[Extracted data entries]

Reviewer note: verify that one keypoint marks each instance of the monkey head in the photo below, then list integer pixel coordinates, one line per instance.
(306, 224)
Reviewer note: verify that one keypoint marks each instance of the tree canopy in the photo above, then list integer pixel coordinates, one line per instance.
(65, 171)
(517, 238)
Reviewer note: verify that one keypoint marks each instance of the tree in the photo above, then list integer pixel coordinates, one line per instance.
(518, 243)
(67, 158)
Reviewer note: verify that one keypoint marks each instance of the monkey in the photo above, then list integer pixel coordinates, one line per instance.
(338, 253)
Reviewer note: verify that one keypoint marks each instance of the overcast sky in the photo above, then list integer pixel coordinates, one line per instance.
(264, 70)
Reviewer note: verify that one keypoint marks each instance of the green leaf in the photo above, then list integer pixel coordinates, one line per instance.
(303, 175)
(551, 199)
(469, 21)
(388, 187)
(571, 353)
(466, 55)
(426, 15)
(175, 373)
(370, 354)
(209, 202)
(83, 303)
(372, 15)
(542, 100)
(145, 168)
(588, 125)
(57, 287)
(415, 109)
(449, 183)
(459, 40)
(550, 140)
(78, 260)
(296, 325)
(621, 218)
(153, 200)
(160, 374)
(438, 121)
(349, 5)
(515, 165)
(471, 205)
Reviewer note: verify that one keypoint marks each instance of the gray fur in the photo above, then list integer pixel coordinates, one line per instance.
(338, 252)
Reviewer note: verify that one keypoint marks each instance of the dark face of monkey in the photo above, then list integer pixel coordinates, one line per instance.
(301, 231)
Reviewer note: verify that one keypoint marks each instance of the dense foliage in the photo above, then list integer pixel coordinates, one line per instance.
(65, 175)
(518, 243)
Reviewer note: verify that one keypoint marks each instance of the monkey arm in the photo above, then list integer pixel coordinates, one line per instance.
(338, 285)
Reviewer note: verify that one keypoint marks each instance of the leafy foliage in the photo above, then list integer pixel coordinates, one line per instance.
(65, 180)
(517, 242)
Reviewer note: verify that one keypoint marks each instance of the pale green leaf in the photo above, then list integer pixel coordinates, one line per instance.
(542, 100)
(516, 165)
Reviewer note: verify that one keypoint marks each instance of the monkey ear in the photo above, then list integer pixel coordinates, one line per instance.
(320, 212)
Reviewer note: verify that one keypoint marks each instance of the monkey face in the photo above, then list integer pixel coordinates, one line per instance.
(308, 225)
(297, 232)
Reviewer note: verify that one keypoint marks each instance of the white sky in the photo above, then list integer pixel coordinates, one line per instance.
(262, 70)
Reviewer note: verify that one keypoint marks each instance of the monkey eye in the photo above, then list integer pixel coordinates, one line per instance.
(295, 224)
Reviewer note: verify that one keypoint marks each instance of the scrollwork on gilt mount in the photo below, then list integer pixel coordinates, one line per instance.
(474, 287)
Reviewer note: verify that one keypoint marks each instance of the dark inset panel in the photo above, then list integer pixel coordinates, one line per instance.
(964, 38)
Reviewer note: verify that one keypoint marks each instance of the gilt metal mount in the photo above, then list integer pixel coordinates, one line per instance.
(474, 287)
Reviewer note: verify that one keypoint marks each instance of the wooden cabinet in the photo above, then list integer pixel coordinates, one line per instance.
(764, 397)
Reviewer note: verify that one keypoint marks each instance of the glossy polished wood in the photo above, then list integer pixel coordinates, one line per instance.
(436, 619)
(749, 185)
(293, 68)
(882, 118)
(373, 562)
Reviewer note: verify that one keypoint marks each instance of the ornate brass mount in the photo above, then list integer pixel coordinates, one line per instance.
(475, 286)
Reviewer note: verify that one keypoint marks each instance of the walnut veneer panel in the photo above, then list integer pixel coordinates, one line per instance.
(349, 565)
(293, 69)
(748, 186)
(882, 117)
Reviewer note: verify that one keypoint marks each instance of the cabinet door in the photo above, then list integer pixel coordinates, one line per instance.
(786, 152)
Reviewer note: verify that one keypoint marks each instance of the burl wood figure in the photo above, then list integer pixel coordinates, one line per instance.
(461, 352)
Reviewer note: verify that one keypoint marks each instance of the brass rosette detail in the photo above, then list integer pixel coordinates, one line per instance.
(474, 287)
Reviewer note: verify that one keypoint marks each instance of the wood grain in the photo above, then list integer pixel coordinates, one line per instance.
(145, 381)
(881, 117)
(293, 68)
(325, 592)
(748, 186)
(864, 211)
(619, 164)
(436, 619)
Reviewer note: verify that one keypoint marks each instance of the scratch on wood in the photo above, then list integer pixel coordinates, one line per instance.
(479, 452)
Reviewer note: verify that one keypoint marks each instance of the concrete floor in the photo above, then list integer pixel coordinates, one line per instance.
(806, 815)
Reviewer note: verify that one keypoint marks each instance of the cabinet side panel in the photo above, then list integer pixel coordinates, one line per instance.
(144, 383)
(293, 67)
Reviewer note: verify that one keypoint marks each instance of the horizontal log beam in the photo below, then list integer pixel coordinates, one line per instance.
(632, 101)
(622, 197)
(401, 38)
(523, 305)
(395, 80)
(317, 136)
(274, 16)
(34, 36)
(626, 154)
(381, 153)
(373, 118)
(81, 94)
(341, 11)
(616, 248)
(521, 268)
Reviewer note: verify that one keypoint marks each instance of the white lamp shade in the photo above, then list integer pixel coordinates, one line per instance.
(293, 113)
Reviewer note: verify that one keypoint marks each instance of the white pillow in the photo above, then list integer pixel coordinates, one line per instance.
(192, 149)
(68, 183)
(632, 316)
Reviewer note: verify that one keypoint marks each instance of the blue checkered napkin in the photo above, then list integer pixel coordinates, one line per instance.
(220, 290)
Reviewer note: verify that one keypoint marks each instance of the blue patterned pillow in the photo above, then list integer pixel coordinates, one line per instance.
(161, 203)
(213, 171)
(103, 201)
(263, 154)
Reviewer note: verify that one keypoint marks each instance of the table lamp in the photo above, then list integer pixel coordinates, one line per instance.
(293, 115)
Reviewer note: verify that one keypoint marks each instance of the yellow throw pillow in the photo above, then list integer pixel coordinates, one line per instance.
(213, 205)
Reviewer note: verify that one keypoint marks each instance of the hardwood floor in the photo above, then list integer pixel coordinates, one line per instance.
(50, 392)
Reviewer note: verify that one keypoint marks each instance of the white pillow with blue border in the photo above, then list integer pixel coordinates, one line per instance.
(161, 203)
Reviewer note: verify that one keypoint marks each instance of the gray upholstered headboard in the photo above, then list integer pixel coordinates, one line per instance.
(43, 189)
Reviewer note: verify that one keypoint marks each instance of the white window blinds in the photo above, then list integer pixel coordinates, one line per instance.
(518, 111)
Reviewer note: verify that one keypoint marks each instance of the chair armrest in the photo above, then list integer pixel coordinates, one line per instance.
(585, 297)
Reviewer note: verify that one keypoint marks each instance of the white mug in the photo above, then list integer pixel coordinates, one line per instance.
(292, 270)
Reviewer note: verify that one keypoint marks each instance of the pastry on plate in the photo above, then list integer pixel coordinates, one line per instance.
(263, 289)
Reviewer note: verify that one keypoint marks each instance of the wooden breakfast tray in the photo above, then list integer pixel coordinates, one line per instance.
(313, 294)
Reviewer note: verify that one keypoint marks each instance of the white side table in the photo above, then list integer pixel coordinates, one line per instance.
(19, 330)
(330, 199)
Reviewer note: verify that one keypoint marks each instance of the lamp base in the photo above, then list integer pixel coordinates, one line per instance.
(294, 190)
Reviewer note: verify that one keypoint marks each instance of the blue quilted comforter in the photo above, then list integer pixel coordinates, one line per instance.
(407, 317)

**Task statement:**
Set down all the data exactly as given.

**Result of this exercise:**
Reviewer note: verify that one keypoint marks each instance of the monkey head in the photo below, then list integer pixel coordinates, one line per instance.
(306, 224)
Reviewer note: verify that one keypoint marks each instance of the tree canopy in the photo above, then list integer pixel coordinates, one line per instance.
(65, 171)
(517, 238)
Reviewer note: verify that one keypoint marks each instance of the tree in the photo above, then list integer pixel coordinates, one line per instance.
(518, 243)
(67, 158)
Reviewer note: verify that one keypoint marks each instance of the monkey in the photo above, then list integer pixel coordinates, one line per instance.
(338, 253)
Reviewer note: verify that one keypoint marks each instance of the overcast sky in the photo above, then list integer pixel coordinates, one line per instance.
(264, 70)
Reviewer note: verify that one keypoint marks each instance of the green leaf in the photo above, then list integer pixel coordinates, one line per instance.
(303, 175)
(551, 199)
(469, 21)
(388, 187)
(571, 353)
(466, 55)
(426, 15)
(175, 373)
(370, 354)
(209, 202)
(83, 303)
(372, 15)
(542, 100)
(145, 168)
(588, 125)
(57, 287)
(415, 109)
(449, 183)
(459, 40)
(550, 140)
(78, 260)
(296, 325)
(621, 218)
(153, 200)
(160, 374)
(438, 121)
(349, 5)
(515, 165)
(471, 205)
Reviewer note: verify that one keypoint marks each instance of the gray fur in the photo above, then list integer pixel coordinates, one line per instance.
(338, 252)
Reviewer note: verify that one keypoint marks each instance of the dark face of monkey in the photo above, then list integer pixel coordinates, one line per instance.
(301, 231)
Reviewer note: verify that one keypoint marks each instance of the dense foliage in the photo above, then list integer pixel coordinates, one line per instance.
(65, 175)
(518, 243)
Reviewer note: verify that one keypoint marks each instance of the monkey arm in the photo above, then list integer pixel coordinates, one line per instance.
(338, 285)
Reviewer note: verify that one keypoint marks each instance of the leafy foliage in the photo above, then list integer pixel coordinates, one line per instance.
(65, 180)
(517, 242)
Reviewer note: verify that one keypoint marks each instance of the pale green leaf in the photo above, then list integer pixel coordinates, one line per instance.
(542, 100)
(516, 165)
Reviewer note: verify that one keypoint marks each instance of the monkey ear in the photo above, then list integer pixel coordinates, one line per instance.
(320, 212)
Reviewer note: verify that one keypoint marks each instance of the monkey face in the photo above, then list integer pixel coordinates, one line per instance.
(308, 225)
(297, 232)
Reviewer note: verify that one keypoint marks each instance of the white sky in the photo above, then list integer pixel coordinates, one line per instance.
(262, 70)
Reviewer note: verify that one keypoint marks each instance of the monkey eye in the photo above, then list integer pixel coordinates, one line per instance.
(295, 224)
Reviewer note: verify that one keypoint marks each instance of the scrollwork on gilt mount in the photo below, then list integer pixel coordinates, one line per instance.
(474, 287)
Reviewer note: verify that one keypoint marks each instance of the dark inset panel in the photo above, then list integer pixel coordinates, one line per instance.
(964, 38)
Reviewer note: verify that one keypoint marks each instance of the gilt metal mount in the photo above, then list integer pixel coordinates, one line per instance.
(474, 287)
Reviewer note: verify that one keypoint marks each instance of the wooden cabinet in the photo above, then list integer pixel coordinates, one line per instance.
(764, 397)
Reviewer note: verify that one keypoint marks each instance of the glossy polished wood in the photo above, then list integer pixel coordinates, one line per instance.
(436, 619)
(749, 185)
(293, 68)
(882, 118)
(373, 562)
Reviewer note: verify that one keypoint marks each instance of the ornate brass mount in the photo above, then list integer pixel coordinates, one line per instance.
(475, 286)
Reviewer note: verify that one keypoint marks each instance of the walnut veneer panel in the photo above, then list integer pixel coordinates, one line per instance.
(349, 565)
(293, 69)
(748, 186)
(882, 117)
Reviewer note: verify that one keypoint marks each instance of the cabinet door in the photo above, then list integer pixel coordinates, one line per instance.
(786, 152)
Reviewer note: verify that one keypoint marks each instance of the burl wood figure in the photo above, then list integer pixel coordinates, one line per instance.
(461, 352)
Reviewer note: verify that one keypoint marks each instance of the brass rosette detail in the photo above, then list integer pixel coordinates, one line per instance.
(474, 287)
Reviewer note: verify that one keypoint marks each instance of the wood grain in the photo above, then list integer pixel coordinates, one line per instance.
(145, 381)
(881, 117)
(293, 68)
(325, 592)
(748, 186)
(864, 211)
(619, 164)
(436, 619)
Reviewer note: verify that one keypoint marks each instance of the scratch on wood in the photo above, then list integer pixel coordinates, one line per instance.
(479, 452)
Reviewer note: verify that one keypoint marks each instance of the concrete floor in the photo above, then list integer pixel coordinates, one line per instance.
(806, 815)
Reviewer note: verify that one keypoint marks each instance of the cabinet side panel in the photo above, then list integer pixel coordinates, one line per instance.
(144, 383)
(293, 67)
Reviewer note: verify that one keypoint marks each instance of the horizontal log beam in the photo below, then list integer pixel coordinates, one line per instance.
(632, 101)
(622, 197)
(401, 38)
(523, 305)
(395, 80)
(317, 136)
(274, 16)
(34, 36)
(626, 154)
(381, 153)
(373, 118)
(81, 94)
(341, 11)
(616, 248)
(521, 268)
Reviewer note: verify that one keypoint marks each instance of the white lamp shade in the photo above, then list integer pixel coordinates, one line per instance.
(293, 113)
Reviewer note: verify that one keypoint marks each instance of the white pillow in the photo above, then list integer pixel coordinates, one line per instance.
(192, 149)
(68, 183)
(632, 316)
Reviewer note: verify that one keypoint marks each instance of the blue checkered napkin in the photo above, then list integer pixel coordinates, one line per instance.
(220, 290)
Reviewer note: verify that one keypoint marks each instance of the blue patterned pillow in the photo above, then list integer pixel coordinates, one line per instance.
(161, 203)
(213, 171)
(103, 201)
(263, 154)
Reviewer note: verify that one keypoint marks each instance of the table lamp in the photo above, then list integer pixel coordinates, one line per instance.
(293, 115)
Reviewer note: verify that one keypoint marks each instance of the yellow throw pillow in the photo above, then list integer pixel coordinates, one line per instance.
(213, 205)
Reviewer note: verify that one keypoint marks each instance of the hardwood floor in the photo above, then list integer pixel coordinates, one line per instance.
(50, 392)
Reviewer note: verify that one keypoint marks each instance of the white pillow with blue border in the photo above, then list integer pixel coordinates, one line per instance.
(161, 203)
Reviewer note: verify that one keypoint marks each instance of the gray upholstered headboard in the photo above, then list integer pixel coordinates, one line per instance.
(43, 189)
Reviewer note: verify that one keypoint marks each instance of the white window blinds in the photo above, then list integer pixel coordinates, one line per instance.
(518, 111)
Reviewer note: verify that one keypoint marks each instance of the chair armrest in the photo above, then list integer pixel coordinates, one line per instance.
(585, 297)
Reviewer note: verify that one keypoint marks each instance of the white mug in the photo above, then list integer pixel coordinates, one line per instance.
(292, 270)
Reviewer note: verify that one keypoint marks each instance of the pastry on plate in the photo above, then list integer pixel coordinates, one line per instance.
(263, 289)
Reviewer note: verify that one keypoint marks each instance of the wooden breakfast tray in the photo above, then list integer pixel coordinates, one line per instance.
(313, 294)
Reviewer note: verify that one keypoint marks each instance of the white side table in the photo above, then list integer pixel coordinates, one line per instance.
(19, 330)
(330, 199)
Reviewer note: verify that one keypoint marks each instance of the lamp base in the photo above, then list integer pixel coordinates, one line per instance.
(294, 190)
Reviewer note: verify that one keypoint marks each instance of the blue quilted comforter in the photo above, then list integer pixel coordinates, one line per instance.
(407, 317)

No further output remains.